** Document **

Why did I think I could go back blond, being dark haired, from box dye I bough at damn Wal-Mart?! More importantly, why didn't my mother stop me? I guess they thought my hair was not going to turn out as horrible as it did.
My hair was bright orange with piss blond roots.
It looked like my hair was on fire and someone had peed on my roots.
(Fortunately for me, I deleted the picture Jonathan told me to take. & he deleted his copy of the picture too!)
For the first time in my life I was so shocked that I actually could not cry. I ran downstairs and begged my mom and grammy to help me. I screamed about how I could not go out in public and I had a date the next day. They said I had to wait until the morning to get it all sorted out.
I put 'unred' in my hair and then dyed my hair a light brown-ish color that had blond streaks in it so it would mask and blend with the color that it had become. It is lovely. I think it is my second favorite hair color.
But throughout the past year I have learned that a. I love my natural hair color and b. I should thank a higher power (or whatever) that I still have hair on my head.

Sunday, February 17

Confession

My dreams have always been out there, to say the least. I have my on-going fantasies of the life me and Justin Timberlake will one day share. I used to have strange dreams of this giant work house (yes, half of the building was a domicile and the other half was my old job) and me and my co-workers would go on adventures. I have had dreams about men that I should never have had any dreams of. I have had bizarre nightmares where this television alien creature from my childhood would try to kill me. Point is: my imagination is more active than the va-jay-jay, mouth, and hands of the busiest prostitute in the world.

** Set exercise 1 **
In two sentences, summarize the blog excerpt about a hair-dye mishap and dreams.
** Set exercise 2 **
Write the next part of the blog excerpt about a hair-dye mishap and dreams, picking up after its final sentence.

** Extracted data **
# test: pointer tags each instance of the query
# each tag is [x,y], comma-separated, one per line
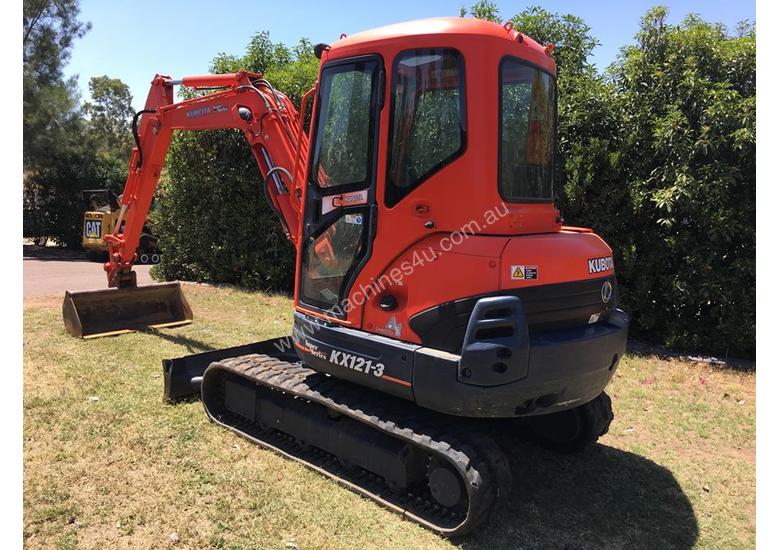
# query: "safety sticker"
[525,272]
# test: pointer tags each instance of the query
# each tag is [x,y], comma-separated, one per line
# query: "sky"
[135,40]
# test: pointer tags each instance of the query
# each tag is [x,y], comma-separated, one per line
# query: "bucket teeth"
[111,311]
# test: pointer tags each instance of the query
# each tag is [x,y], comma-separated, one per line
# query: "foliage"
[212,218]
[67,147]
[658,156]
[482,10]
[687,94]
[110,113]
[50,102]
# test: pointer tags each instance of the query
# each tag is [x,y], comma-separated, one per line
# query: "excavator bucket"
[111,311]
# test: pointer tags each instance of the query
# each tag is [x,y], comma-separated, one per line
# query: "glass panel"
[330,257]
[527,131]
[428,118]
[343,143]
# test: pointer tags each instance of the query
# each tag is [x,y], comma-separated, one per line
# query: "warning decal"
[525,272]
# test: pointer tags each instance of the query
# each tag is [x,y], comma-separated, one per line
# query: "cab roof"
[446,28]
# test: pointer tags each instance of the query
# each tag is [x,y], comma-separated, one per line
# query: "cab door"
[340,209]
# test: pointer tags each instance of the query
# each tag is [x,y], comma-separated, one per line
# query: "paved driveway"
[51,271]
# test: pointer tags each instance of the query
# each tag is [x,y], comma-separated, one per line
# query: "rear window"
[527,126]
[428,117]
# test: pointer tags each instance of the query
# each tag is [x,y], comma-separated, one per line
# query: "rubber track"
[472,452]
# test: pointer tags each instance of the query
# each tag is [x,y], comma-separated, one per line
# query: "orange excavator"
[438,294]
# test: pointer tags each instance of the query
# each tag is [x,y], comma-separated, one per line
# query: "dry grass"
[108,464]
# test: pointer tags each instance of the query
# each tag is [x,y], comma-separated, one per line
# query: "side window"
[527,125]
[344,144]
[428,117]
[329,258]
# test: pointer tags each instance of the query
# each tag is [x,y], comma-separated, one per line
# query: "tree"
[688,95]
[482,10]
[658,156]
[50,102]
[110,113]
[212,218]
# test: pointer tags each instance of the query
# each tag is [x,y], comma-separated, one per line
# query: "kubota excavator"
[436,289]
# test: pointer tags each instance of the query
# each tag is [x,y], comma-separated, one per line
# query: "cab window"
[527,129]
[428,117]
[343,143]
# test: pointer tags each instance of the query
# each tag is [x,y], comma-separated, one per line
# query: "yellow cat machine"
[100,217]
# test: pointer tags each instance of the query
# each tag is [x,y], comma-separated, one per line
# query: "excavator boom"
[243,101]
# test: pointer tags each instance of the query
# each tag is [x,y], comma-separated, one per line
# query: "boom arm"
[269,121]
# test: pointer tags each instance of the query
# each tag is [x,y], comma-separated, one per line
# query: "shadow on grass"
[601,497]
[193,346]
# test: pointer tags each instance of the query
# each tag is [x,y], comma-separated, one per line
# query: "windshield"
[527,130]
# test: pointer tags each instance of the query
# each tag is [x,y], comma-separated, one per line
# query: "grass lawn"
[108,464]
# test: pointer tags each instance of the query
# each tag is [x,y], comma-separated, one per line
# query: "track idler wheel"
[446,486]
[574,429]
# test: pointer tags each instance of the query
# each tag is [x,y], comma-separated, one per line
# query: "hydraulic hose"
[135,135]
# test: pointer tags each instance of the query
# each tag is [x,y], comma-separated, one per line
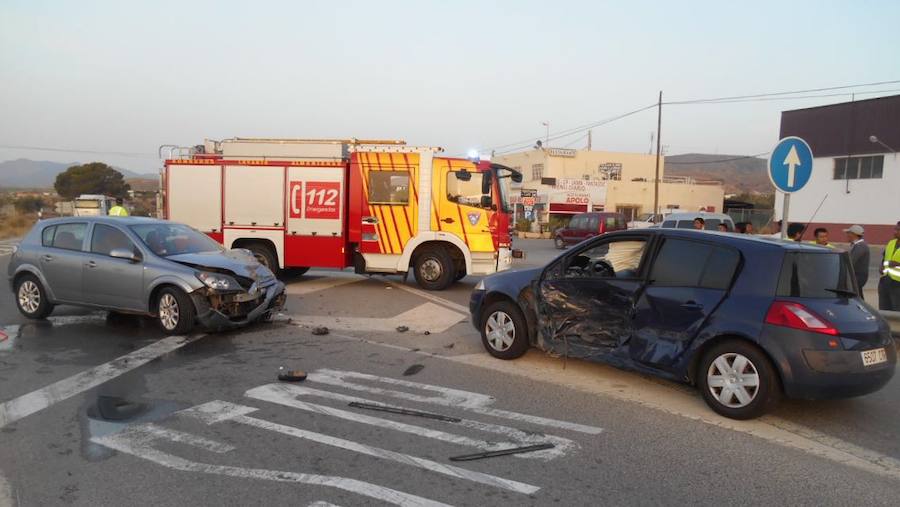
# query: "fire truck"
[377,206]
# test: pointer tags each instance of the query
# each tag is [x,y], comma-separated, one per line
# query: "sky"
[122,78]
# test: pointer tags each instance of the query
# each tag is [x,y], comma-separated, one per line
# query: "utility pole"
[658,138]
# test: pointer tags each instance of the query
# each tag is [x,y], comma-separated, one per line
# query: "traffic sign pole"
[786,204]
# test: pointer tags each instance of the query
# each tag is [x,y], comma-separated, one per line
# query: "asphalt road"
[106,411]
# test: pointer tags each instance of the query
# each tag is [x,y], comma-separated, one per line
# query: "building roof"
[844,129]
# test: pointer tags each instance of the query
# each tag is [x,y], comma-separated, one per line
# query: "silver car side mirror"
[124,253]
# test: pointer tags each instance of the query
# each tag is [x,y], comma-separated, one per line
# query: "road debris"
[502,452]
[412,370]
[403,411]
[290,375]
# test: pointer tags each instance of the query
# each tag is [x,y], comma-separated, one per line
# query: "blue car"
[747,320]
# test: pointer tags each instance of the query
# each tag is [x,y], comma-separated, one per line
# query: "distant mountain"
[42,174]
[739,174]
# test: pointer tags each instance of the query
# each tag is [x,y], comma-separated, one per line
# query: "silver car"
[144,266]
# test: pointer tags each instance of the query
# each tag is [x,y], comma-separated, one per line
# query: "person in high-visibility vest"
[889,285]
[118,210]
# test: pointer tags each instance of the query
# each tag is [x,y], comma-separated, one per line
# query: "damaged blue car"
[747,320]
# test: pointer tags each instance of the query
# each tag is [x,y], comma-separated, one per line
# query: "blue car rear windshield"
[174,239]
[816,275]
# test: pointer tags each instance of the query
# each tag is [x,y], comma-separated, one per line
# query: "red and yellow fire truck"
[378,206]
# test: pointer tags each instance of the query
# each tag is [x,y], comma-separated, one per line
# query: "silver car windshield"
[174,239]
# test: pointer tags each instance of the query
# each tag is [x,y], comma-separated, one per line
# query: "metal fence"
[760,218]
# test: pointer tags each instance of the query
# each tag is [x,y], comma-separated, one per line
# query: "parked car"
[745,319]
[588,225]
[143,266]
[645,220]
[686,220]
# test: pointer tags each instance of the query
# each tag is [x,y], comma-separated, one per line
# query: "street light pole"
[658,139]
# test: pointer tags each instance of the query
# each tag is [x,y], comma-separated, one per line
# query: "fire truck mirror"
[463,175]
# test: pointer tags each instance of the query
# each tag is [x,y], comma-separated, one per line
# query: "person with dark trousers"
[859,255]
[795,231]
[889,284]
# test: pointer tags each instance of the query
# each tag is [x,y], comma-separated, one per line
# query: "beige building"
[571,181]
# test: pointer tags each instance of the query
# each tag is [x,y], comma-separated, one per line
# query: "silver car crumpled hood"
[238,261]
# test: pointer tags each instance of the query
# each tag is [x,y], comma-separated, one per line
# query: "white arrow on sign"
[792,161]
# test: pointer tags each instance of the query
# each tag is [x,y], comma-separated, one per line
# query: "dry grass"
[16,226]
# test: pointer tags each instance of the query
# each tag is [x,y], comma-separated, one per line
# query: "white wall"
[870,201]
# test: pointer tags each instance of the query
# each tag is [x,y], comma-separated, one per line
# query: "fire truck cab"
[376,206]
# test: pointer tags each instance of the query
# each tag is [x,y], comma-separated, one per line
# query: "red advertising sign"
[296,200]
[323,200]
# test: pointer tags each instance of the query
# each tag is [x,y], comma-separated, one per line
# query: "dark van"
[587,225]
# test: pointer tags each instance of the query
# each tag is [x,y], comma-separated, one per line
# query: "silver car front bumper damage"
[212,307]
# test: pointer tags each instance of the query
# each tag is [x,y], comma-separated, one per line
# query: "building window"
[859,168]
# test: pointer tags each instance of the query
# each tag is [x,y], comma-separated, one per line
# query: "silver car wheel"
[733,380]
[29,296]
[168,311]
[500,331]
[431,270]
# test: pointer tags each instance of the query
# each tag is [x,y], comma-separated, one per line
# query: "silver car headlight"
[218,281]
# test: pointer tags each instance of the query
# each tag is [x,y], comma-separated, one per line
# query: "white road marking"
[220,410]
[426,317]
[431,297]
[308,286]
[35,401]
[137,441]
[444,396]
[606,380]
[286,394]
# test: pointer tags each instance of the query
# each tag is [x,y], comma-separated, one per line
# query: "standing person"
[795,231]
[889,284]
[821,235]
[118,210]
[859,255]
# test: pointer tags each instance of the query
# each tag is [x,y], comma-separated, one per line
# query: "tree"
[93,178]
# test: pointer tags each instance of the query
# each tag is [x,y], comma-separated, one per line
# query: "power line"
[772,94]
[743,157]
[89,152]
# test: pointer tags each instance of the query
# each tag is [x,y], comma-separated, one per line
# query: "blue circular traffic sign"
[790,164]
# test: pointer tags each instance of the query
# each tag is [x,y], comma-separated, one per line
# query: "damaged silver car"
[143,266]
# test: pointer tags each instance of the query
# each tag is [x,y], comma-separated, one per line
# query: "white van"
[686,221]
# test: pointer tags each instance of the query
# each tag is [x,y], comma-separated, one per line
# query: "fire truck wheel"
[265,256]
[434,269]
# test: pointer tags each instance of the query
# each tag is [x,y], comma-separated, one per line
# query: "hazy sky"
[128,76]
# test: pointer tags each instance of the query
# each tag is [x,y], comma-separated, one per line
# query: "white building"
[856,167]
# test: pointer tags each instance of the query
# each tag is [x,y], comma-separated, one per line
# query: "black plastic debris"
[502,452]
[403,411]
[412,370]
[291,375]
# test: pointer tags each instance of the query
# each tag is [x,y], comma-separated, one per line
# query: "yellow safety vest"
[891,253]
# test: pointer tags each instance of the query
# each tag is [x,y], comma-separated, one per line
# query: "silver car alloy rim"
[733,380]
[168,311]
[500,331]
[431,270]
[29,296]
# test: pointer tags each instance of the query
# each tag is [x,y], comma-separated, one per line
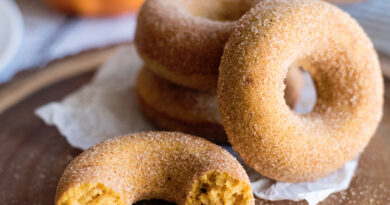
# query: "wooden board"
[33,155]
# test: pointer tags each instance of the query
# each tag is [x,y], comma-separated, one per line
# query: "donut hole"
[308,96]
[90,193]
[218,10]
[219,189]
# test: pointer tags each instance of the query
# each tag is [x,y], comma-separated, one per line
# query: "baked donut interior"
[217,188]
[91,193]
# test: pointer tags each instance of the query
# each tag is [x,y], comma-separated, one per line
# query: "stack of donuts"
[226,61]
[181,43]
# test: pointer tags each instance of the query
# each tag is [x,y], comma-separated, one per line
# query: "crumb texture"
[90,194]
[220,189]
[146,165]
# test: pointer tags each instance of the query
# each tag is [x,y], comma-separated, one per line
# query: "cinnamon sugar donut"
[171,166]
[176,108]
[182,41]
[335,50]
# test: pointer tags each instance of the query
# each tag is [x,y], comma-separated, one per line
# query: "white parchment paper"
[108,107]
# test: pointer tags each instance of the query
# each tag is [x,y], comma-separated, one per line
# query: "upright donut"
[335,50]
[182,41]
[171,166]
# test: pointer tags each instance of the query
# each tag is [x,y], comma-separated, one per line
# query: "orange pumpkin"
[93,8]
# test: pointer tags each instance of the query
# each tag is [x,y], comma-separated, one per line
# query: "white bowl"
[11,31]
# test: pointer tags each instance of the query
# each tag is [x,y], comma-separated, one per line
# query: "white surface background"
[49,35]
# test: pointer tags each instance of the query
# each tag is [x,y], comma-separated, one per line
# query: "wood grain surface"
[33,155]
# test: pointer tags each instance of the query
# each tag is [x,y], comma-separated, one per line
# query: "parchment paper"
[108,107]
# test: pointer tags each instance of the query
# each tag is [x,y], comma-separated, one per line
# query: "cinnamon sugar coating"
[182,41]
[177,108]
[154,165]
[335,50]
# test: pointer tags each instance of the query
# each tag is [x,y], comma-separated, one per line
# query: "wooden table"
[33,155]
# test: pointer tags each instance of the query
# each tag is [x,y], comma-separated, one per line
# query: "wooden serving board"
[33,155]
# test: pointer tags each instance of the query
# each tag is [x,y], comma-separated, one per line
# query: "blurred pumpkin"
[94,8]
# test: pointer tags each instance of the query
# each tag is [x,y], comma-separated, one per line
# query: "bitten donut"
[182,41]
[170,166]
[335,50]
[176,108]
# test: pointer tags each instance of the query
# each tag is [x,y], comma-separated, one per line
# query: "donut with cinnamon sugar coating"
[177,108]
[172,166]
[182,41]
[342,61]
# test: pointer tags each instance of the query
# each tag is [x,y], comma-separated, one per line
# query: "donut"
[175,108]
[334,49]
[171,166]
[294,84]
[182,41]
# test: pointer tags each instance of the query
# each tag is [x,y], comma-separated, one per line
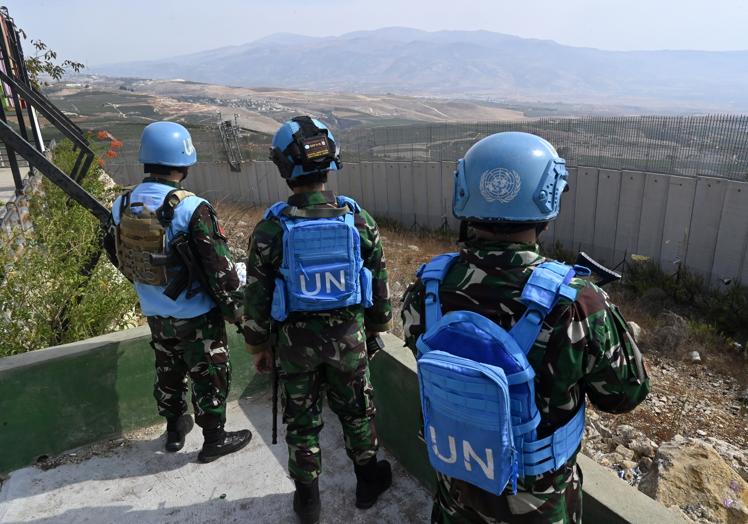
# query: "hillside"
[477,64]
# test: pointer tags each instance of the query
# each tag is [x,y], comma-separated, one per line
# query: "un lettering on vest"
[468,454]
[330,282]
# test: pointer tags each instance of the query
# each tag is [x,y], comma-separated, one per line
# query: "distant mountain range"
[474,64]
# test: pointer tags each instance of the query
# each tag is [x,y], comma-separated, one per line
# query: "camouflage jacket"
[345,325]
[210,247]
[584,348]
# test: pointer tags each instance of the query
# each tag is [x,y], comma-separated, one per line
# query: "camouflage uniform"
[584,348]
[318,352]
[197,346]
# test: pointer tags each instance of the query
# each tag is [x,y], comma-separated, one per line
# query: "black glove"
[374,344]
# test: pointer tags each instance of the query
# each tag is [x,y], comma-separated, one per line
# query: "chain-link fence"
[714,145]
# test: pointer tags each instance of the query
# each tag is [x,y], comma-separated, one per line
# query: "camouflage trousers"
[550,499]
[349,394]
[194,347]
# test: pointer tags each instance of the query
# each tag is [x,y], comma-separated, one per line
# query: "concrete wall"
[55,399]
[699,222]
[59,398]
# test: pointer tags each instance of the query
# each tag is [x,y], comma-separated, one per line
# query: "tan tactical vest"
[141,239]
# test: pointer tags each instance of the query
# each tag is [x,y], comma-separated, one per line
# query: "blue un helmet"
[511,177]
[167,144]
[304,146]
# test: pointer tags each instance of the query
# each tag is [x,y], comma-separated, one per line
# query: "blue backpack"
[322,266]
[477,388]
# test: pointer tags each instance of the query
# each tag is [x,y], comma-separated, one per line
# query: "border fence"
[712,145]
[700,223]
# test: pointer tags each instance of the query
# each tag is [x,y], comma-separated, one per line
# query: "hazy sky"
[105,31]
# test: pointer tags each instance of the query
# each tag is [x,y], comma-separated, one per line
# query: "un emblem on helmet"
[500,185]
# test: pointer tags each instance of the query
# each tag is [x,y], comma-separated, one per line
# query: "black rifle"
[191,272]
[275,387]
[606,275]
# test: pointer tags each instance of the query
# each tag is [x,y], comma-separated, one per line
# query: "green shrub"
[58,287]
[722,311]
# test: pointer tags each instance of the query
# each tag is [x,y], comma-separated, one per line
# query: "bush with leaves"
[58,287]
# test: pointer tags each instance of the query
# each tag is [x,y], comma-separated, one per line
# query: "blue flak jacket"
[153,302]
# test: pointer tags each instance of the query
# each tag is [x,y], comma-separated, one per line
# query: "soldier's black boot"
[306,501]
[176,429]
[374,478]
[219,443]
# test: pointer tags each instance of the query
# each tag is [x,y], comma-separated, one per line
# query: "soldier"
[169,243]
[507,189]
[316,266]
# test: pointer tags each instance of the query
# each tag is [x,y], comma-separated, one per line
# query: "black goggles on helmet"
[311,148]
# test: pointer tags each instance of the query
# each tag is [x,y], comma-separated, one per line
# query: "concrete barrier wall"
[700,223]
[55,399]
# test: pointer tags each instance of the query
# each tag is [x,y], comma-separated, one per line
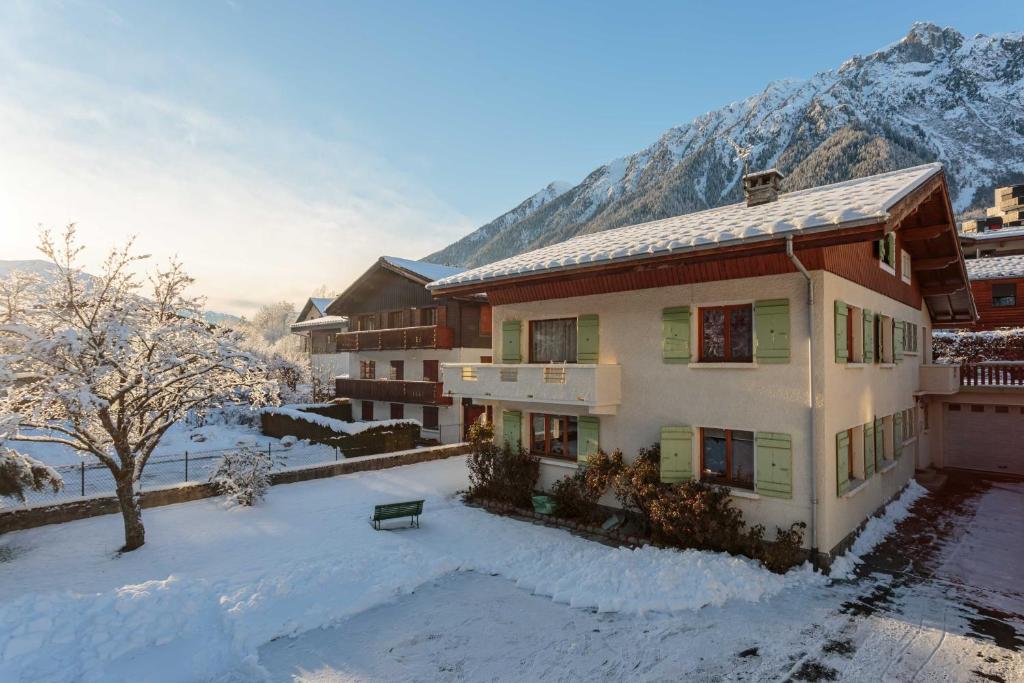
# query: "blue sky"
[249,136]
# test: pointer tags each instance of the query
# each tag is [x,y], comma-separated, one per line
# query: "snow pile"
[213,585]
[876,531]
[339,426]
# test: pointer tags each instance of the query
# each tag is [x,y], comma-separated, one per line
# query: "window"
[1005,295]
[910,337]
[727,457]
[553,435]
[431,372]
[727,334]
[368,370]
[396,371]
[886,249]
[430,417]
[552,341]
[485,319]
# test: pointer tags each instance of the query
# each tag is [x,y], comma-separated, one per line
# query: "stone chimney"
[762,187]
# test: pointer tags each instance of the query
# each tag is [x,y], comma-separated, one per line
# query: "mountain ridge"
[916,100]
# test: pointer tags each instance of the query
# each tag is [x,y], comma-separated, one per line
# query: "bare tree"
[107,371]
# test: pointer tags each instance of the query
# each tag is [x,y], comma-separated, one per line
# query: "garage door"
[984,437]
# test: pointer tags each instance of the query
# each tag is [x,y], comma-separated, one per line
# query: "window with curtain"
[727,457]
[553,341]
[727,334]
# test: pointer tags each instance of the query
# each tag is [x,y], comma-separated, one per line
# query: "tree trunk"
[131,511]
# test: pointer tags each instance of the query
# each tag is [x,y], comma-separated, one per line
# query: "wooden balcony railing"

** Final answer 1 **
The writer describes dyeing dark hair with Wal-Mart box dye to go back to blond, which left it bright orange with blond roots, then fixing it with 'unred' and a light brownish dye with blond streaks, and says the past year brought a love of their natural color and gratitude for still having hair. In a post dated Sunday, February 17 and titled "Confession," the writer says their dreams have always been out there, from fantasies about a life with Justin Timberlake to adventures with co-workers in a giant work house and nightmares about a television alien creature from childhood.

** Final answer 2 **
The past week I find myself having the same dream over and over. I will not share the dream right now, unless y'all ask. I will only share what I learned from this dream.


When I wake up I try not to think of this dream but earlier I was forced to figure it out. I was listening to this song on the Wicked soundtrack and the meaning of my dream was pushed upon me. The song is called "Thank Goodness" and this is the part that helps me figure out my dream:

"And if that joy, that thrill
Doesn't thrill you like you think it will
Still -
With this perfect finale
The cheers and ballyhoo
Who
Wouldn't be happier?
So I couldn't be happier
Because happy is what happens
When all your dreams come true
Well, isn't it?"

Two weeks ago if you would have asked me if I had everything I wanted, I would have smiled and loudly exclaimed that I did. Second guessing is horrible in this situation. I participated in some actions that I am not proud of now. At the time I thought it was smart, because I thought I was going after the right thing. I destroyed another girl's heart for something I thought I wanted. She would have taken him for everything he was, is, and will never be. I keep thinking he'll be something better. I always forget how people will not change for you, they change for themselves. The girl's parents are now making her life hell because I leaked everything hoping she'd feel an ounce of what those two made me feel.
Where did it get me though? I got everything I wanted. I have him. I am far away from the people I used to work with that treated me like dirt. I am away from the place I gave my soul. I am miles from the family I have never felt a part of. I now have a family I feel like I belong to. I am going to school starting Tuesday. I am getting everything I wanted, and to top that off I have the man I scream out that I love.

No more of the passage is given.